Caylent Launches Dedicated Anthropic Practice

Claude Opus 4.8: What Improved, What’s New, and What It Means for Enterprise

Generative AI & LLMOps

Explore Claude Opus 4.8, Anthropic's most capable generally available model to date, with improvements around long-running agents, coding, enterprise workflows, financial analysis, cybersecurity, and multimodal reasoning.

On May 28th, Anthropic launched Claude Opus 4.8, their most capable generally available model to date. They claim a “modest but tangible improvement” over Opus 4.7, with improvements around long-running agents, coding, enterprise workflows, financial analysis, cybersecurity, and multimodal reasoning. 

In this blog, we'll dive into those claims and explore Opus 4.8's new features.

Task prompt:
Transcribe the passage of the post on Claude Opus 4.8 starting with "Caylent Launches Dedicated" and going on through "4.8's new features.".

Provided data:

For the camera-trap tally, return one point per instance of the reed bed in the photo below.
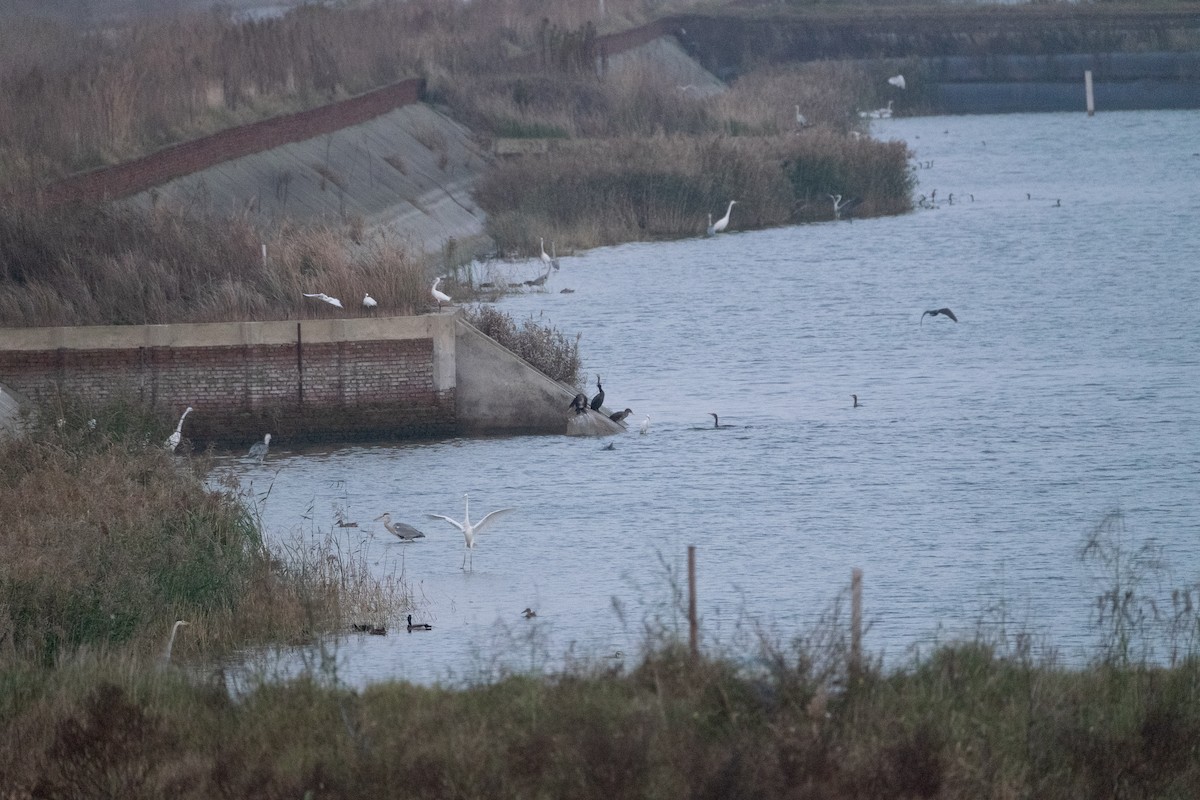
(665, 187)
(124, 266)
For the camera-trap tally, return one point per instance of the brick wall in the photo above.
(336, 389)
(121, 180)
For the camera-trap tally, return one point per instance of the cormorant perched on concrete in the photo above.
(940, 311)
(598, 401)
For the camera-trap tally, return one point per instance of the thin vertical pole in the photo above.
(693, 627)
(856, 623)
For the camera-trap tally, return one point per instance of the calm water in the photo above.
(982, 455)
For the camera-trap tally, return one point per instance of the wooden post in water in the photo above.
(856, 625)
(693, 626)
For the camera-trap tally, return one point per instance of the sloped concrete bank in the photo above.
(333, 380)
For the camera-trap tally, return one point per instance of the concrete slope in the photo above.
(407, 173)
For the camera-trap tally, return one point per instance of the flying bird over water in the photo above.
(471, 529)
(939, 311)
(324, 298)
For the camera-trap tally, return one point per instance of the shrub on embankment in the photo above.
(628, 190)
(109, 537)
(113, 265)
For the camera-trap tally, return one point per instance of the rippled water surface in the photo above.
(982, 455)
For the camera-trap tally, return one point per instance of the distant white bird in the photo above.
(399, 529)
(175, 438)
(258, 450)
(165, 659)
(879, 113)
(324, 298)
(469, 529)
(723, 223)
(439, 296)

Result of this exercise:
Caylent Launches Dedicated Anthropic Practice

Claude Opus 4.8: What Improved, What’s New, and What It Means for Enterprise

Generative AI & LLMOps

Explore Claude Opus 4.8, Anthropic's most capable generally available model to date, with improvements around long-running agents, coding, enterprise workflows, financial analysis, cybersecurity, and multimodal reasoning.

On May 28th, Anthropic launched Claude Opus 4.8, their most capable generally available model to date. They claim a “modest but tangible improvement” over Opus 4.7, with improvements around long-running agents, coding, enterprise workflows, financial analysis, cybersecurity, and multimodal reasoning. 

In this blog, we'll dive into those claims and explore Opus 4.8's new features.